* [Challenge]: Render the lines below as a JSON list of strings, one string per line, leaving out blank lines. Begin at the line that contains "[outline] **draped fabric**" and continue through the last line.

Stored entries:
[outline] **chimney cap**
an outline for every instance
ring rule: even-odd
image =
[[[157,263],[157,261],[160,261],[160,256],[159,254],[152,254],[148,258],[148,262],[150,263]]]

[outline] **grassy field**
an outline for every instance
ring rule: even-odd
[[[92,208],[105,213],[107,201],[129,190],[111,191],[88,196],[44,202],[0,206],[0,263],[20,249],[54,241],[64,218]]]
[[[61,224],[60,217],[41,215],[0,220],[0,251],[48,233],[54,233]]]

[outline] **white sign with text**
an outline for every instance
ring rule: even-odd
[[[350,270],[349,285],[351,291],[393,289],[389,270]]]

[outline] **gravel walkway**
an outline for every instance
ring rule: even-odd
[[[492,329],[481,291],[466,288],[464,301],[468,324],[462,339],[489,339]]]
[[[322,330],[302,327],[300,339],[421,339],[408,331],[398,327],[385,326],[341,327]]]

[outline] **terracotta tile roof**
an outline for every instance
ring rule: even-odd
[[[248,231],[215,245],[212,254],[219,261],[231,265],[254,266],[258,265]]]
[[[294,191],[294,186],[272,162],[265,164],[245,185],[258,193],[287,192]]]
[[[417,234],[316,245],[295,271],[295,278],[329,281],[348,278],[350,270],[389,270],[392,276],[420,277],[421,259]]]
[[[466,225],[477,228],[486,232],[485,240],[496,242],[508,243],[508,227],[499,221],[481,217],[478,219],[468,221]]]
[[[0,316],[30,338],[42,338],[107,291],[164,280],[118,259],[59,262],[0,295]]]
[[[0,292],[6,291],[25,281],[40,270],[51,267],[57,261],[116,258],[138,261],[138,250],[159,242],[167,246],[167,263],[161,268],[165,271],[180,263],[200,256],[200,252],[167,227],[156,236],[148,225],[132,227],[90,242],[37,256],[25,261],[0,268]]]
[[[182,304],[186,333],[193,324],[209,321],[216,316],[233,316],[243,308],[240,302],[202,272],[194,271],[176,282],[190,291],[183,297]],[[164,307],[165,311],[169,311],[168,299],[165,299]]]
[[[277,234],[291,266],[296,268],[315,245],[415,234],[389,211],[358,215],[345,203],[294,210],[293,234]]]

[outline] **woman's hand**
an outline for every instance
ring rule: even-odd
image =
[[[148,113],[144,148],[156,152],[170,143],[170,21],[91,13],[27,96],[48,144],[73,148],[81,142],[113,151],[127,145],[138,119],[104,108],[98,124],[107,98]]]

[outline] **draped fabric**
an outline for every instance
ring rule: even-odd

* [Expected answer]:
[
  "[outline] **draped fabric**",
  "an outline for every instance",
  "ring rule: even-odd"
]